[MATERIALS PROVIDED start]

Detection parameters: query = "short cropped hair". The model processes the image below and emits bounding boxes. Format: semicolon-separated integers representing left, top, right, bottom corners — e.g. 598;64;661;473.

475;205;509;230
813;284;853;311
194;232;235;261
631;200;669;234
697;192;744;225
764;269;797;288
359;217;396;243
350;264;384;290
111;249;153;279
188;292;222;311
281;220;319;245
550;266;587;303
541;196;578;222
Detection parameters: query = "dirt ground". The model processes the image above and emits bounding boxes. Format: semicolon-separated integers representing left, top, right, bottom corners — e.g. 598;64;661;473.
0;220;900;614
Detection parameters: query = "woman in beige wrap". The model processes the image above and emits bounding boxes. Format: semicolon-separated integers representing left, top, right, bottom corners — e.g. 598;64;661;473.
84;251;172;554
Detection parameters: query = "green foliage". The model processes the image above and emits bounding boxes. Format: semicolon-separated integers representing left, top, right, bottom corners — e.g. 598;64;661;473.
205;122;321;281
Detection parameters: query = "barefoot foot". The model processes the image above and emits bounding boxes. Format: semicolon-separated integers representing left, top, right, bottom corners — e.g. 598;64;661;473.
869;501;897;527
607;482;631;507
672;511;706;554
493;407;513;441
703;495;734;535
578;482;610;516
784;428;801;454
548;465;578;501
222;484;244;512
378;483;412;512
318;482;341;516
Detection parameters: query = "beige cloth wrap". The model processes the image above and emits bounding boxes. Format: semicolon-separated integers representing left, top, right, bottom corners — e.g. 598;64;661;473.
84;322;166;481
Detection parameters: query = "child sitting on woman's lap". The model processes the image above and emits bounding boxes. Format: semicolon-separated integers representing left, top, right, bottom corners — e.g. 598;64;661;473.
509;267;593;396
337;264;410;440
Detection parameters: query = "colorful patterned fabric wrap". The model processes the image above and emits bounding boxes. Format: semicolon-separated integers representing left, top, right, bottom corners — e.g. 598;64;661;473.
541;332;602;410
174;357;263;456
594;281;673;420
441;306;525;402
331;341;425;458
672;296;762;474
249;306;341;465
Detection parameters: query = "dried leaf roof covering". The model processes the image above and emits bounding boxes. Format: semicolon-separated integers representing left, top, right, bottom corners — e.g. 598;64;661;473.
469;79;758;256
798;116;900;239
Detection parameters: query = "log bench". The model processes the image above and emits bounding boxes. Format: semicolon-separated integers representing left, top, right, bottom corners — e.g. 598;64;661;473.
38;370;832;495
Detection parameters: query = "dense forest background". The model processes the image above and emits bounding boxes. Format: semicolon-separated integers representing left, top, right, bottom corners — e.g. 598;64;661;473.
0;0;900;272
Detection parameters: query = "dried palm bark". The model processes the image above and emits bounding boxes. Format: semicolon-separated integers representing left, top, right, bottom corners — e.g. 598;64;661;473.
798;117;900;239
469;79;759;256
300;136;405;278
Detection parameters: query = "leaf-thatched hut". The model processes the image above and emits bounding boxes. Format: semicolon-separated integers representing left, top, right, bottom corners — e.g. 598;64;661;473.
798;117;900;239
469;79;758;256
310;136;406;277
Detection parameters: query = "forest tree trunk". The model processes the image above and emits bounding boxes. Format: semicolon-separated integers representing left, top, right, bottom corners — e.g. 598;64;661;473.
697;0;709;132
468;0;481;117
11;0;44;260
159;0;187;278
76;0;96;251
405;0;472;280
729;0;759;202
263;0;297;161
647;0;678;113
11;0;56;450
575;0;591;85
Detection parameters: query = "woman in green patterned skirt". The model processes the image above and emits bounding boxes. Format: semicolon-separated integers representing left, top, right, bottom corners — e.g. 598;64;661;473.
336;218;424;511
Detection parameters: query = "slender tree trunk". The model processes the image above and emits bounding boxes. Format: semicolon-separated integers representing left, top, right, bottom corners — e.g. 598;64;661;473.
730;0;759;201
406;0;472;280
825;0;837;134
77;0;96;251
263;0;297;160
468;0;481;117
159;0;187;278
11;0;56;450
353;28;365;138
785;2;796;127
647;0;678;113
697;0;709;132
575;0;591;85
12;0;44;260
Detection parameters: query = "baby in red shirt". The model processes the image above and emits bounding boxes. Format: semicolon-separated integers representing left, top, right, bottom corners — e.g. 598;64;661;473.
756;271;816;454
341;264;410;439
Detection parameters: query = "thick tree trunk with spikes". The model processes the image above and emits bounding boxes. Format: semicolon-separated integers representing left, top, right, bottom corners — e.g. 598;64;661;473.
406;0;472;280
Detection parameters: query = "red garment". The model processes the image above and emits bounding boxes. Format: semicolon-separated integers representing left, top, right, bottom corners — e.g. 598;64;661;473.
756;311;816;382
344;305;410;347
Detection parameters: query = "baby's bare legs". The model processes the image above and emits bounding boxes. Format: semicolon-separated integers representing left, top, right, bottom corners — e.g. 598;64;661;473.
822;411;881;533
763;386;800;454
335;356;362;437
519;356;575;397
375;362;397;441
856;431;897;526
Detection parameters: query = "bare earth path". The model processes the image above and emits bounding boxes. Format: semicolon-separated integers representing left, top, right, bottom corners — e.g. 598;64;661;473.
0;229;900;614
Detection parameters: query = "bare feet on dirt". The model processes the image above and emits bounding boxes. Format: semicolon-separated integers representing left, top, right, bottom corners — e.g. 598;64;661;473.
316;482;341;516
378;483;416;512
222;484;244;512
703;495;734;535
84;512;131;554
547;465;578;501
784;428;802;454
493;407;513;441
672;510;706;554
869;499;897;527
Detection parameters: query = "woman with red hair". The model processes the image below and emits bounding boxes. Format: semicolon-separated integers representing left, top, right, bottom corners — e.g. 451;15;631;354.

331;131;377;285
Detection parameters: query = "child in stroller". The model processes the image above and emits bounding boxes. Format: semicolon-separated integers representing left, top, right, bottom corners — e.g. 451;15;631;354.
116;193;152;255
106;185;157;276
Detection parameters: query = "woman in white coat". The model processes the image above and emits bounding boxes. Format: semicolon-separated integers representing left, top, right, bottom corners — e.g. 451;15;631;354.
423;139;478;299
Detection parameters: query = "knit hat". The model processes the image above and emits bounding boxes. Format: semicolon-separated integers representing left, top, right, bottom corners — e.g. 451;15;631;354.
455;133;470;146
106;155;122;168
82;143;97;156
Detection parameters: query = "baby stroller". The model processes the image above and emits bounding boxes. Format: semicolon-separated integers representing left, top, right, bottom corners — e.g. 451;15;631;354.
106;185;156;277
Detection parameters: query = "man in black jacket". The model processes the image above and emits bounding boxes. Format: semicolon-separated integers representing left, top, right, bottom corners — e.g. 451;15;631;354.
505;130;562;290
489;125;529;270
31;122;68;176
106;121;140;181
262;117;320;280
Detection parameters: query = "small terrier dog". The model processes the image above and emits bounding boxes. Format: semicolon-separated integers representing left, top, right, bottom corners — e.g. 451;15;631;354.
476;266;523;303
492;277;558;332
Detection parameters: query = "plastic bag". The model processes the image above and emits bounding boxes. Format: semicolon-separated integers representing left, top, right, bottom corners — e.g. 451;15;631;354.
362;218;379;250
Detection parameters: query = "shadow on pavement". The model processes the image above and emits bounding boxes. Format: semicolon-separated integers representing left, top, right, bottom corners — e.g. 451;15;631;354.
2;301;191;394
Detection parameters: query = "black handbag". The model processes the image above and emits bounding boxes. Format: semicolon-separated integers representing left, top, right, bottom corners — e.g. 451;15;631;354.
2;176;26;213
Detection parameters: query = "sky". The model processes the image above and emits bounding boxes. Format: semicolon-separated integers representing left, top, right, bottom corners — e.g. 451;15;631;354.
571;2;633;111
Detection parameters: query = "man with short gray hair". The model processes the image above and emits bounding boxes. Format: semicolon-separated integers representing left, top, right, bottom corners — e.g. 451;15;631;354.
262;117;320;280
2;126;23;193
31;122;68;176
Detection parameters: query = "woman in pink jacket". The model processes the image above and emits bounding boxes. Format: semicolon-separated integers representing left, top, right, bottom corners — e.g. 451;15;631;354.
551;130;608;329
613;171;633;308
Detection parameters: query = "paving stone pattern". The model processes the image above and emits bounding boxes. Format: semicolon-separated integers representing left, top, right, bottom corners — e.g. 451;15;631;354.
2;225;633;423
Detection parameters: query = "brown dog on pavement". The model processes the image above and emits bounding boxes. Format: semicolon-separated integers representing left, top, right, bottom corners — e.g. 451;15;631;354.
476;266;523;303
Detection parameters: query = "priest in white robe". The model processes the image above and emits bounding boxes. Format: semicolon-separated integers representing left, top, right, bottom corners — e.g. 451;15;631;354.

[MATERIALS PROVIDED end]

> PROBLEM DETAILS
Reproduce the items from the beginning through the line that contains "318;482;341;516", and include that line. Swap "dirt ground" for "sandy ground" and leave everything else unchanged.

> SOLUTION
Detection parameters: query = "short cropped hair". The model processes the image below and emits bounding boxes. Format: semicolon-separated integers representing left, top, right, bottom corners — e.g. 598;64;661;473.

475;205;509;230
813;284;853;311
194;232;235;261
631;200;669;234
697;192;744;225
764;269;797;288
359;217;396;243
350;264;384;290
111;249;153;279
188;292;222;311
281;220;319;245
550;266;587;303
541;196;578;222
Detection parameters: query = "sandy ground". The model processes the image above and emits bounding boxes. Format: semicolon-separated integers representing left, top, right, bottom corners — e.g. 598;64;661;473.
0;220;900;614
Detection parameters: query = "woman in beige wrap". The model processes the image above and emits bounding boxes. Format: semicolon-separated integers representing left, top, right, bottom corners — e.g. 598;64;661;473.
84;251;172;554
Detection parameters: query = "green foliage". The model processes the image above and emits bounding boxes. Format: semicolon-separated integers representing left, top, right, bottom corners — e.g. 598;64;661;473.
205;122;321;281
Detection parameters: query = "barefoot foot". The model processes the image above and emits bounding boxes. Format: semicolon-separated integers representing left, top, right, bottom corners — e.g. 598;64;661;473.
869;501;897;527
607;482;631;507
672;511;706;554
493;407;513;441
703;495;734;535
578;482;610;516
784;428;801;454
548;465;578;501
222;484;244;512
378;483;412;512
318;482;341;516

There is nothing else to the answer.